Given text »

Thursday, June 12, 2008

True Enough

The first bar I worked at had small bathrooms and each restroom was in two parts- a square closet -sized antechamber with sink, towel dispenser and a chalkboard for the customers to write on and a door leading to a slightly larger room for the actual toilet. There was no urinal in the men's room so the sink got used far too often...one of the happiest days of my young life was the day I got promoted from dishwasher to cook, as it meant I no longer had to clean the bathrooms.

The graffiti in the ladies room often mentioned one of our regulars, a good-lucking yuppie scum by the name of Jeff. Jeff was, by all the chalked accounts, a "real monster"...one night there was a remarkably well-drawn penis cartoon in there with the caption : Jeff in Life Size.

The weird thing was, Jeff really did do well with women. At last call, he was never alone. I usually was, though. After closing the kitchen, I'd hang out with the bartender, manager and waitress after hours, doing coke, talking and drinking the owner's liquor. Sometime the owner showed up and joined us. It was 1985 and life was different then. Drugs were still fun, for one thing.

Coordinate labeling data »
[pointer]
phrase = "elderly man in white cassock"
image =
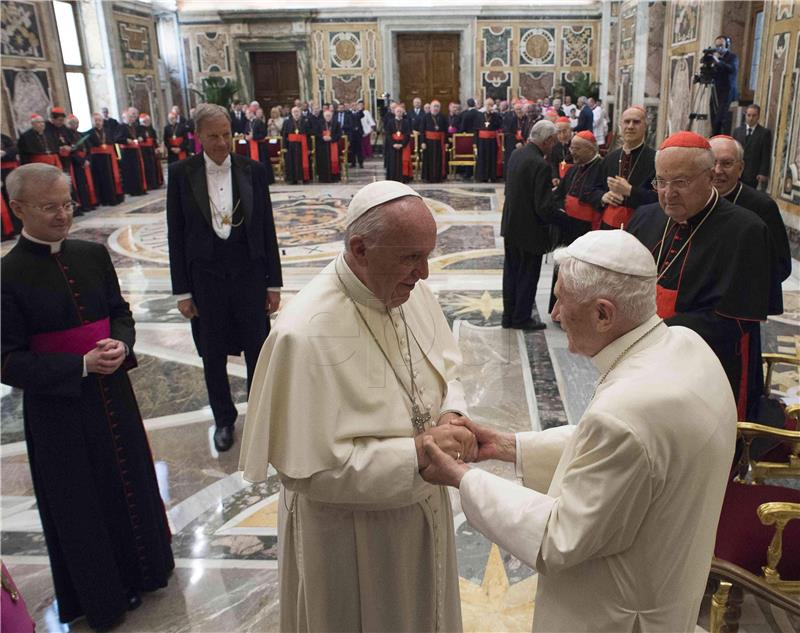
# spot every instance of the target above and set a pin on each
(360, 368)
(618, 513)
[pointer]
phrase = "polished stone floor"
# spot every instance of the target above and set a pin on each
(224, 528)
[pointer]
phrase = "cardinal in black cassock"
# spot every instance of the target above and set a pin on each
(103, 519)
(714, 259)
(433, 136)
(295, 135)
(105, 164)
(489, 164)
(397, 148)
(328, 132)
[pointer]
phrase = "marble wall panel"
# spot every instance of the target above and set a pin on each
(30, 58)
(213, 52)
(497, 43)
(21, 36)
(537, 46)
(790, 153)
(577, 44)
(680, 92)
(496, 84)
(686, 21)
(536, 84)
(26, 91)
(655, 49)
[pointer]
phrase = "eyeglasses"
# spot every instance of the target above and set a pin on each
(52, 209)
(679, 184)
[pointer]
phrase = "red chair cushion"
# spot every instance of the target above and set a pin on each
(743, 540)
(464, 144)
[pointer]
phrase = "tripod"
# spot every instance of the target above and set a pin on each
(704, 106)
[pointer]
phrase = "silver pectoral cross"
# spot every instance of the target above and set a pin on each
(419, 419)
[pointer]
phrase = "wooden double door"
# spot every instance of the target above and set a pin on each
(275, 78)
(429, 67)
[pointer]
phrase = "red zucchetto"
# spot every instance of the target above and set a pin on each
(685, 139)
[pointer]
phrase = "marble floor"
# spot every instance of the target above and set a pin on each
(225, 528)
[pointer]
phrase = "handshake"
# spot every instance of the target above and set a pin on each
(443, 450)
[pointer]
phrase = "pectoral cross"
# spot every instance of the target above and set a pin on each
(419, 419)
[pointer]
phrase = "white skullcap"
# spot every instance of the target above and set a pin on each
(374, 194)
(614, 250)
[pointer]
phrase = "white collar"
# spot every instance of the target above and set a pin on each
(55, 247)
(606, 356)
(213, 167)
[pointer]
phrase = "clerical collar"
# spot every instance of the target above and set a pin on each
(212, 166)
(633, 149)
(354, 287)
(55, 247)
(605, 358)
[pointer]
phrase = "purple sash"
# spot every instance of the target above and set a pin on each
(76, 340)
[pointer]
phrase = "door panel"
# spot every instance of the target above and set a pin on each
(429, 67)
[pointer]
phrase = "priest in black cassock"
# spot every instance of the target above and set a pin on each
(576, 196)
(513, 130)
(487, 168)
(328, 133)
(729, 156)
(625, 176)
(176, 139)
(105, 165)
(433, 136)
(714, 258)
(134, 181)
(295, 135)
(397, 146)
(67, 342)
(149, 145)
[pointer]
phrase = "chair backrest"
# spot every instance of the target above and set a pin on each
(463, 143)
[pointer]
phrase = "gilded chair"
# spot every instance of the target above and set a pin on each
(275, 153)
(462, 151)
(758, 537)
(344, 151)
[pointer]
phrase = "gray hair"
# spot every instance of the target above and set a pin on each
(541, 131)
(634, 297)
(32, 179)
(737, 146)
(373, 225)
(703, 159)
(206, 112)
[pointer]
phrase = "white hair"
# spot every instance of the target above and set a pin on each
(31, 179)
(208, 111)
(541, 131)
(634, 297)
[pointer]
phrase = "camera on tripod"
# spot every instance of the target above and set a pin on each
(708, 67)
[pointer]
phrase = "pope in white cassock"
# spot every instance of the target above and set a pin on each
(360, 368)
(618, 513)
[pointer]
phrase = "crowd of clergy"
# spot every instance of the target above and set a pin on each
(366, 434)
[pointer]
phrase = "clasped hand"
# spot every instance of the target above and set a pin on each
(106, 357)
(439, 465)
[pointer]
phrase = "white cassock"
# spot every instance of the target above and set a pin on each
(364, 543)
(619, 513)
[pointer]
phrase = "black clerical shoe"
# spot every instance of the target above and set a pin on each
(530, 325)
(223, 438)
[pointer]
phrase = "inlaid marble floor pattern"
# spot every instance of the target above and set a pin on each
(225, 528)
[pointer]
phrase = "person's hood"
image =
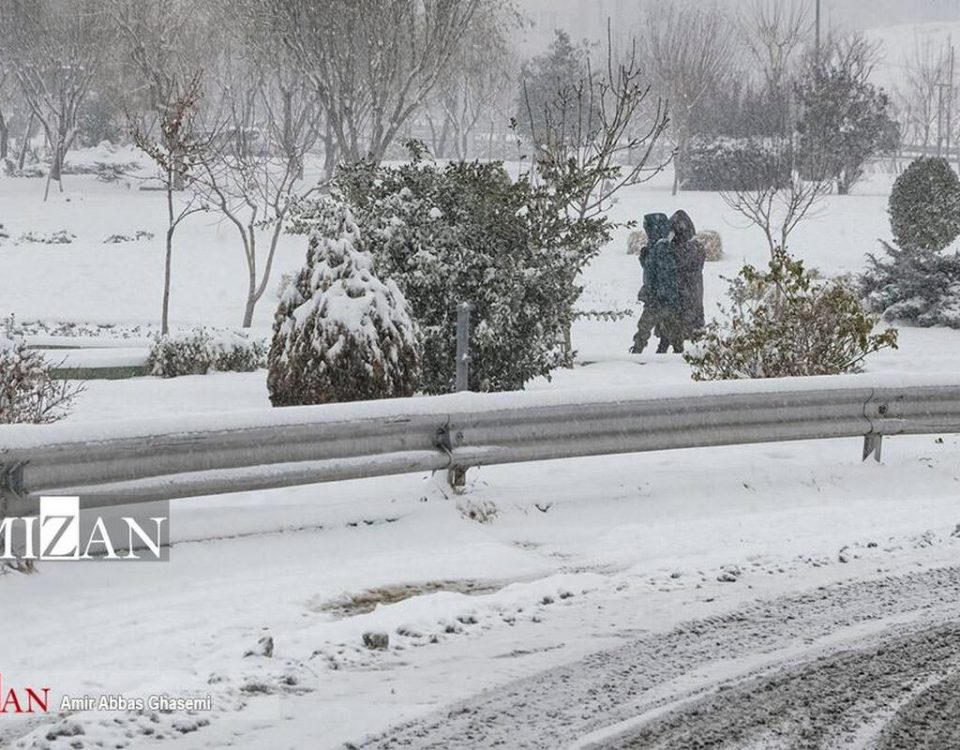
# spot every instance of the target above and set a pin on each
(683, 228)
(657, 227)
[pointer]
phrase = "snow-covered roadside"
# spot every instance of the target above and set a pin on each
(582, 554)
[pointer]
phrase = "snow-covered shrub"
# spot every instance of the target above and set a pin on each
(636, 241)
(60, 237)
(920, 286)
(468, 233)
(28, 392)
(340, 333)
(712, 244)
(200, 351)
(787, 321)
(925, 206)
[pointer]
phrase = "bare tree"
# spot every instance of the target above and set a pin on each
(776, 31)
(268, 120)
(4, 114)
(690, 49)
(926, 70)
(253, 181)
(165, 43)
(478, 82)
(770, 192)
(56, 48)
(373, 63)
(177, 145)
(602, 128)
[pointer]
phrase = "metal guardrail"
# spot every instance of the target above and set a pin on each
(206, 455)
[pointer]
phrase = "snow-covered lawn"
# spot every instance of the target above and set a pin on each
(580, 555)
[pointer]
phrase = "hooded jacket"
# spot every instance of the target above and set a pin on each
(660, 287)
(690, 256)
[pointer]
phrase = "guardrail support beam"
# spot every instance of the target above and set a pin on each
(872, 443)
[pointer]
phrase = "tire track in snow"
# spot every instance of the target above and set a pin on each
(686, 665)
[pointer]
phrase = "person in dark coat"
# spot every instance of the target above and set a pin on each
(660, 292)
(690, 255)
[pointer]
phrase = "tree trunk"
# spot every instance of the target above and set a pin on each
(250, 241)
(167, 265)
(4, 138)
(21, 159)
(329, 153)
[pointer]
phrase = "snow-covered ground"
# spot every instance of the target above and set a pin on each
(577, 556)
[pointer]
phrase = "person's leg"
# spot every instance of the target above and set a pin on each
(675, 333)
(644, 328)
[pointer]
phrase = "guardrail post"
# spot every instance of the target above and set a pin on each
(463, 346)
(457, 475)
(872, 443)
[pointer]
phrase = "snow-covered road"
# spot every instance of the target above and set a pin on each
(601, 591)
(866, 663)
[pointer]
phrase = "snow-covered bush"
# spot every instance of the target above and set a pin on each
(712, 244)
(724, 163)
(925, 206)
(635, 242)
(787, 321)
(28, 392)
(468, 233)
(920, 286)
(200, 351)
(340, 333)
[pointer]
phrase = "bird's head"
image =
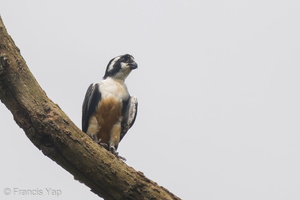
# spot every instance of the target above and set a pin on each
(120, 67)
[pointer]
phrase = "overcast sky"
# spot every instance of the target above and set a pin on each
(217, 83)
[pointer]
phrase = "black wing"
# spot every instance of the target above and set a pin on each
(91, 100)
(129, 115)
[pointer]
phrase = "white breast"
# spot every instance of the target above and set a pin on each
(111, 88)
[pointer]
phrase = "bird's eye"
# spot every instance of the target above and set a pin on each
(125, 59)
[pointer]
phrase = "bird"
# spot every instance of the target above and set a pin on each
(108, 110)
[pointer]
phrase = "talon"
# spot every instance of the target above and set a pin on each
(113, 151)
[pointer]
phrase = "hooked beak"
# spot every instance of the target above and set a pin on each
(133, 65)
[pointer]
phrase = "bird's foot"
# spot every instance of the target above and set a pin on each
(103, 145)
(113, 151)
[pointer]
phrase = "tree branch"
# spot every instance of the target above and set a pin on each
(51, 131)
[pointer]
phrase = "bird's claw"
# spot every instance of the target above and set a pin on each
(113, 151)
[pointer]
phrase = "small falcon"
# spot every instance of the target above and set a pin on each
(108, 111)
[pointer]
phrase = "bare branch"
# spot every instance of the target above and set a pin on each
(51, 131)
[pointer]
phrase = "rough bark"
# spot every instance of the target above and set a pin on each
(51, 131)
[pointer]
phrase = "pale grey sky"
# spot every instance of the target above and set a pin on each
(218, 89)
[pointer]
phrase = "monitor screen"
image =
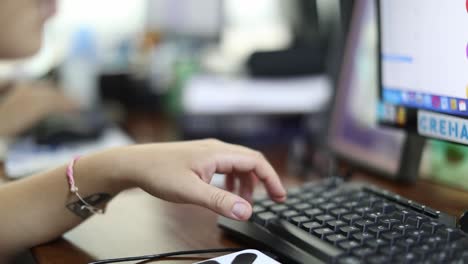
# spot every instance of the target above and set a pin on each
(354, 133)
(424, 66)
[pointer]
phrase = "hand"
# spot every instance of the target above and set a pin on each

Exercises to complete »
(1) From the bar story, return the stretch from "True Enough" through "clean the bathrooms.".
(2) Decide whether each statement agrees with the bar story, answering yes or no and quoting the deciding words: (a) The men's room had a urinal. (b) The narrator was promoted from dishwasher to cook. (c) Jeff was usually alone at last call.

Exercise answers »
(1)
True Enough

The first bar I worked at had small bathrooms and each restroom was in two parts- a square closet -sized antechamber with sink, towel dispenser and a chalkboard for the customers to write on and a door leading to a slightly larger room for the actual toilet. There was no urinal in the men's room so the sink got used far too often...one of the happiest days of my young life was the day I got promoted from dishwasher to cook, as it meant I no longer had to clean the bathrooms.

(2)
(a) No: "There was no urinal in the men's room"
(b) Yes: "the day I got promoted from dishwasher to cook"
(c) No: "At last call, he was never alone."